RECORDS TO USE =

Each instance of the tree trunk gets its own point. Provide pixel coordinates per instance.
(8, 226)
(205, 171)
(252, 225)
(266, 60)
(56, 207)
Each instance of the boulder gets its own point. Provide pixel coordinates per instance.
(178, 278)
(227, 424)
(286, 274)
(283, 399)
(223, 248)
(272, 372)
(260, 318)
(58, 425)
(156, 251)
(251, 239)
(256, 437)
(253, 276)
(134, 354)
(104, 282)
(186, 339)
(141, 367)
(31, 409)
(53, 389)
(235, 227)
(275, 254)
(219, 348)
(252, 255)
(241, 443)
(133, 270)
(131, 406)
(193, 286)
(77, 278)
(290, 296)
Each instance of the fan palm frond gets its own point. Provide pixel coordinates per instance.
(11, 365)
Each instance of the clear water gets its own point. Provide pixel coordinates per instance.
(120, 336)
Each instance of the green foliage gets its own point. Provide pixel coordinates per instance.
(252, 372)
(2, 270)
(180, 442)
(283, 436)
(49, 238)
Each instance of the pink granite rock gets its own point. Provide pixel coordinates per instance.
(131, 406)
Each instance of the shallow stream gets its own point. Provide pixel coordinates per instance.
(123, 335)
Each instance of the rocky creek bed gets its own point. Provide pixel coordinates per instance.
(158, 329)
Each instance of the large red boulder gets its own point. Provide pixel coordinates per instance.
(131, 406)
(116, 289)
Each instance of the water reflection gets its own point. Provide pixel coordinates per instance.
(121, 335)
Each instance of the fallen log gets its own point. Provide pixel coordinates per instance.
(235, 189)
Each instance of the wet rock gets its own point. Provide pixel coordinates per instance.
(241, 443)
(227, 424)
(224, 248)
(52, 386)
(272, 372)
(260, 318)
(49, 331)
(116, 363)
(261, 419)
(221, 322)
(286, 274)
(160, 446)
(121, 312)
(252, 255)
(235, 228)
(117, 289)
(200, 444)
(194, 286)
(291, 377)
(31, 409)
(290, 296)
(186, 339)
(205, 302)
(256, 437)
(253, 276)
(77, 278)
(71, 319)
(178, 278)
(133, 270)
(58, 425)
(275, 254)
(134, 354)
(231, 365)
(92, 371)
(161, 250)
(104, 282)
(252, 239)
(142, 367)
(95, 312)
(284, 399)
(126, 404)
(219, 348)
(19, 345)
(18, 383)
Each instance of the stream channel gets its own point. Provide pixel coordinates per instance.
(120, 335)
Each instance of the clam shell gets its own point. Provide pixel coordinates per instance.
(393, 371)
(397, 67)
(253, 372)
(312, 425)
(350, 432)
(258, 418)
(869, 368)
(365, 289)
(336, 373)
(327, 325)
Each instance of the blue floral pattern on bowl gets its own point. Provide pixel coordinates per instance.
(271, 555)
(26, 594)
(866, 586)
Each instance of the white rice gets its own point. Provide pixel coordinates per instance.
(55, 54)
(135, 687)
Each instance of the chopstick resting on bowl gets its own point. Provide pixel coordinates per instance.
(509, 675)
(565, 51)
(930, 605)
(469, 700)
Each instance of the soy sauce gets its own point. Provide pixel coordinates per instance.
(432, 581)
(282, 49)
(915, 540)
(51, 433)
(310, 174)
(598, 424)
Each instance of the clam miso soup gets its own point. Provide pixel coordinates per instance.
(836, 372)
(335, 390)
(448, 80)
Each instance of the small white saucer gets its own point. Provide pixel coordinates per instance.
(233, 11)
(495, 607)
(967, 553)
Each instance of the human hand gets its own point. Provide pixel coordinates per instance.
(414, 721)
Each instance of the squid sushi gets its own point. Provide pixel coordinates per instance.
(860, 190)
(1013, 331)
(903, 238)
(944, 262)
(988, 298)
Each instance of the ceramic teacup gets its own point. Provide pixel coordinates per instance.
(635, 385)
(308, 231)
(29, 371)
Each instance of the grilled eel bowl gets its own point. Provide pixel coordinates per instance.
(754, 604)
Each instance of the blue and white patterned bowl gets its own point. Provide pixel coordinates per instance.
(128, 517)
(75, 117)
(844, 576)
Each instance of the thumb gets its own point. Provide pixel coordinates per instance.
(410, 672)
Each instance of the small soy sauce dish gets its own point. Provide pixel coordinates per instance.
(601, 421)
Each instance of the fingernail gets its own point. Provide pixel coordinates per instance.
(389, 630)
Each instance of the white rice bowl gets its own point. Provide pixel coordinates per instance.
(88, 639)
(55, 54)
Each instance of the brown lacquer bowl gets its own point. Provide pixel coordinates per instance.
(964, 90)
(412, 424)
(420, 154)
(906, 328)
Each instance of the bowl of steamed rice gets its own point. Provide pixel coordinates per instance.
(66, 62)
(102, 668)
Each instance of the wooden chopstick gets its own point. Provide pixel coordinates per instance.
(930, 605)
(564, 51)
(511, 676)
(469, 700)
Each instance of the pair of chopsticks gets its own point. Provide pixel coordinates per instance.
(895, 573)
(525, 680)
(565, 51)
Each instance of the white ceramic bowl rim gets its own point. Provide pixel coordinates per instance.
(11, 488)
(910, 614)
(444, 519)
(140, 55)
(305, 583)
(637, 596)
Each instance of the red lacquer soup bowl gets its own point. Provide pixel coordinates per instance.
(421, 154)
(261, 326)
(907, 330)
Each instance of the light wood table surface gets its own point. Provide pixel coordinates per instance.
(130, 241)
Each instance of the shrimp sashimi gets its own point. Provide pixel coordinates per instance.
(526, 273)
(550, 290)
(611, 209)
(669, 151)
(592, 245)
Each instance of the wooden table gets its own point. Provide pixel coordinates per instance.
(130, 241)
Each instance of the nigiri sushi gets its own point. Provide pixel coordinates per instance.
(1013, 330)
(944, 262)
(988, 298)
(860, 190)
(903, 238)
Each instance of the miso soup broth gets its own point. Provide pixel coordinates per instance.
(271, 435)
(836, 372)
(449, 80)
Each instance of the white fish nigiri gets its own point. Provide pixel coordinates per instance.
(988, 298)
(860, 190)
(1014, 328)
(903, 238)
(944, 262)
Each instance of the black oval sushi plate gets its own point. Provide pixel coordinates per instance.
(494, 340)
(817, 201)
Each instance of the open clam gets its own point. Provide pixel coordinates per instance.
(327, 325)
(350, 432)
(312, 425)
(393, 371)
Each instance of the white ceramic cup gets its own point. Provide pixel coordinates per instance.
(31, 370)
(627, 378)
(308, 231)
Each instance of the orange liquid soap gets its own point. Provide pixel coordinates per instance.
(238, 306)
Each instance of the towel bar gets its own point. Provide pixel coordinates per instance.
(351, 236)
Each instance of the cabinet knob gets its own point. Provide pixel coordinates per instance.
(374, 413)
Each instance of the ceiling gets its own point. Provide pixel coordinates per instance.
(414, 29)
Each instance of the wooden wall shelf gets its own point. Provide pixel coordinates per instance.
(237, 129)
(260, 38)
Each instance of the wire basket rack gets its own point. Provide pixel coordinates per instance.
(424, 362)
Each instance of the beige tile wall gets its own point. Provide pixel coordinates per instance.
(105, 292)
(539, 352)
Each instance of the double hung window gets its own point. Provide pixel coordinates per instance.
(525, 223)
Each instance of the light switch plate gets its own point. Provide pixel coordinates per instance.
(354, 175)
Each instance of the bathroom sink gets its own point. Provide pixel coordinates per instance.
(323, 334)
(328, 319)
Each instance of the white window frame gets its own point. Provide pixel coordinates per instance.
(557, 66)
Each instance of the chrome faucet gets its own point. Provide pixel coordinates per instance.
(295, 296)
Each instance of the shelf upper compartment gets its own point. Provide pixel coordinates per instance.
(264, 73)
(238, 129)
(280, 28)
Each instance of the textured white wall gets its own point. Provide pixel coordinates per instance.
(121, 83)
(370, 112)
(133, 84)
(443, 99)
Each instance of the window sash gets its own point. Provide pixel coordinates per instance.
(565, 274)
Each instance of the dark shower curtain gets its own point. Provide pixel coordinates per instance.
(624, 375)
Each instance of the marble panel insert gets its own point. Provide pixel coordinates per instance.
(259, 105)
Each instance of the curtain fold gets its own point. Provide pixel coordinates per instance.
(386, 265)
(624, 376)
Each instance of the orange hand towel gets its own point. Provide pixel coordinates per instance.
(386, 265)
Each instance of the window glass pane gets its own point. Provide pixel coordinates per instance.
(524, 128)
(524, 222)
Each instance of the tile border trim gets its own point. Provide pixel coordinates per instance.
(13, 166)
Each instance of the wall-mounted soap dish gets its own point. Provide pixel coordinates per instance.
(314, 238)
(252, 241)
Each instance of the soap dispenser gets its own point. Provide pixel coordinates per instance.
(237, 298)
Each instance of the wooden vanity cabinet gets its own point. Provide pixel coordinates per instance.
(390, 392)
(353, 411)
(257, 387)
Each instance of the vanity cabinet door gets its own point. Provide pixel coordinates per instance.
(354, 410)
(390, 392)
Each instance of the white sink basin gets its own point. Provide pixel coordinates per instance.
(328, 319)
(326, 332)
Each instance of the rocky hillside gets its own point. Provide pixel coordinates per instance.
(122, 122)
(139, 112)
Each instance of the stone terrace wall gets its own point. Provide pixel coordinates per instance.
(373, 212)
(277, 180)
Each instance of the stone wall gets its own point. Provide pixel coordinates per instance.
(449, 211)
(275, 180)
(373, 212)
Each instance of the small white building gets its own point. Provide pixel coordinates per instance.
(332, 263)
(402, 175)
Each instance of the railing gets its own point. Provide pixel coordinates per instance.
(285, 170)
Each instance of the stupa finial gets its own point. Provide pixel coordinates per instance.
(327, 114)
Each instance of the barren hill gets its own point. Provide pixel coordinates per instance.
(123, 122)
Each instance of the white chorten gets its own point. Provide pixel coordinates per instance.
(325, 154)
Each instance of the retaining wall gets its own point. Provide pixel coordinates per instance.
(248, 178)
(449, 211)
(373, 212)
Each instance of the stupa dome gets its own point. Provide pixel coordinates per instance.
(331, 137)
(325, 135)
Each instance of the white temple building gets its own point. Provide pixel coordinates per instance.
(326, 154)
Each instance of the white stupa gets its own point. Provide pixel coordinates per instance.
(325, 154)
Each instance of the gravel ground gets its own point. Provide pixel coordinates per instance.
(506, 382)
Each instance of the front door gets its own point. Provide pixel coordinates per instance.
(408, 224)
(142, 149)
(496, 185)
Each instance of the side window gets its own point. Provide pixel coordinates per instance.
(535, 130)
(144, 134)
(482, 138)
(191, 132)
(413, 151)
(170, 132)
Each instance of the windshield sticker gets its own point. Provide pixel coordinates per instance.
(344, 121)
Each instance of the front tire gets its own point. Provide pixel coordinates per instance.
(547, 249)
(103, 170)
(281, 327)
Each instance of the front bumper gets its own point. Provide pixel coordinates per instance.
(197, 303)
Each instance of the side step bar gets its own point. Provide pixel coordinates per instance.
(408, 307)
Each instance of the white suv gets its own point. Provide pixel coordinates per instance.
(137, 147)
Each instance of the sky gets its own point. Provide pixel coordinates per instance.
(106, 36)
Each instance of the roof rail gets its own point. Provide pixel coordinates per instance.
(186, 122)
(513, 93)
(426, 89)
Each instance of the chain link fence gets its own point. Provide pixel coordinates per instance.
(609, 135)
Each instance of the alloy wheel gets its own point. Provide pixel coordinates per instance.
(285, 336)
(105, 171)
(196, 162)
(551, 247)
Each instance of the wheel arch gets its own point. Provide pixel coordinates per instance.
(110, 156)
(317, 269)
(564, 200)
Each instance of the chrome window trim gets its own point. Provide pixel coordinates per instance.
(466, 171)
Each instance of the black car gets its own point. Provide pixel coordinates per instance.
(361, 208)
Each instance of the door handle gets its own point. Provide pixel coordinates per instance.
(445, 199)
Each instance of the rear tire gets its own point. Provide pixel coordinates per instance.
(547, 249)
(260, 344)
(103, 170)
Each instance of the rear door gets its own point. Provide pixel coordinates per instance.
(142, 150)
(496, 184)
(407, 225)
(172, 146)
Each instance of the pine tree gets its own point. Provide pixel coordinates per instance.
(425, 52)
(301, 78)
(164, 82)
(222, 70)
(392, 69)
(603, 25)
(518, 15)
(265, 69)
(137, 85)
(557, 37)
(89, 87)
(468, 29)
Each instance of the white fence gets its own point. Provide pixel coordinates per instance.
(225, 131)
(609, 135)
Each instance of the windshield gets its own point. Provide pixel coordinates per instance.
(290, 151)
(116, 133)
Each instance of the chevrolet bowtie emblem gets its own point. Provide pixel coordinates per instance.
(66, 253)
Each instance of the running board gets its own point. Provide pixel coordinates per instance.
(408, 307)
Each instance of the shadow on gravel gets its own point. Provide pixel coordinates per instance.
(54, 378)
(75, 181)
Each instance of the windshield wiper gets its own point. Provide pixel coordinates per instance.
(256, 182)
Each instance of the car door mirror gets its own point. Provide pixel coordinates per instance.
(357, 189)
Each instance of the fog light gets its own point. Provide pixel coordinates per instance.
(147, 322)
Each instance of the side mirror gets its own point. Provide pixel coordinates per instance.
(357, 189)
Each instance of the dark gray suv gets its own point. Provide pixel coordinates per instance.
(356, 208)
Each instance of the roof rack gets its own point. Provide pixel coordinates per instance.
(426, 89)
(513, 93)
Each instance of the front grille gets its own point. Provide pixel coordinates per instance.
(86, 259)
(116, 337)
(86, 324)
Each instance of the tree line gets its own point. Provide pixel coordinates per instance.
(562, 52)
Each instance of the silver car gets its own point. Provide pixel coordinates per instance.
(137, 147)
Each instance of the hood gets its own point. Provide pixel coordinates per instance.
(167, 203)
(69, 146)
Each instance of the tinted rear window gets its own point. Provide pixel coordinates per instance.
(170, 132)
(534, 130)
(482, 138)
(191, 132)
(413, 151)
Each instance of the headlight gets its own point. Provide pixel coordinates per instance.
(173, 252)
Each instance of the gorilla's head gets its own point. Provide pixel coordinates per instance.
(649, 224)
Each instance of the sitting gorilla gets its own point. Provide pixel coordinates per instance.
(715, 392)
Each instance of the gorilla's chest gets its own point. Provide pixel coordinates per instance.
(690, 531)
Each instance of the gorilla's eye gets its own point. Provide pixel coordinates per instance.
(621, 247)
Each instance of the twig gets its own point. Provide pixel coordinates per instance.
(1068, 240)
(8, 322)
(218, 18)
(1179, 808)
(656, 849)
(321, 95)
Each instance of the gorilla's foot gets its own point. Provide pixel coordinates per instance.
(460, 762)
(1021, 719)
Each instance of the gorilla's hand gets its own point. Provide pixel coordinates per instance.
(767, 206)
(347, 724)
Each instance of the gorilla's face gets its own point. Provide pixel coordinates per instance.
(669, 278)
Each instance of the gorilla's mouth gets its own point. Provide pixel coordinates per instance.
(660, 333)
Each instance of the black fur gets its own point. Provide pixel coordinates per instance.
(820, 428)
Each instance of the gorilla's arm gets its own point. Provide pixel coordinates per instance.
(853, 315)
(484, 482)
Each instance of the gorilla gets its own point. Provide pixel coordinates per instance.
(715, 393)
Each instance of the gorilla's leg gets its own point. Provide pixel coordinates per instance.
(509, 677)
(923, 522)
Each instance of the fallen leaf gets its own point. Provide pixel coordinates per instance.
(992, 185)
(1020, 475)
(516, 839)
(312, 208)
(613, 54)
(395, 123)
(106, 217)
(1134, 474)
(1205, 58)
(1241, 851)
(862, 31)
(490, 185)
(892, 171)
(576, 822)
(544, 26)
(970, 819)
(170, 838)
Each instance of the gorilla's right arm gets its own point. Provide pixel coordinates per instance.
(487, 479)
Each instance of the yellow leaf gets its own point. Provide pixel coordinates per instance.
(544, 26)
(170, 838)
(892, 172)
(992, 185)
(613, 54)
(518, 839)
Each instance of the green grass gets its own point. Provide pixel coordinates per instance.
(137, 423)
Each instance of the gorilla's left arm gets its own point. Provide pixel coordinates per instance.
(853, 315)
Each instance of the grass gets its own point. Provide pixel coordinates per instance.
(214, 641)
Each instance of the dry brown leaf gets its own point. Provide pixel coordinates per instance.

WHAT YOU HAVE TO DO = Rescale the records starting at the line that has "Each instance of the gorilla's eye" and stopping after the line that has "(1021, 719)", and give only those lines again, requests included. Multiply every coordinate in the answers by 2.45 and round each result to a whole number, with halves going up.

FULL ANSWER =
Each instance of the gorilla's eye gets its own point. Provide pixel coordinates per instance.
(1521, 605)
Each instance of the twig gets its own point. Provide pixel coordinates per instance.
(2617, 588)
(20, 789)
(534, 44)
(2889, 1980)
(1607, 2080)
(786, 233)
Each instance of the gorilla's foot gets its own point. Provide pixel coordinates per instance.
(1127, 1867)
(2501, 1762)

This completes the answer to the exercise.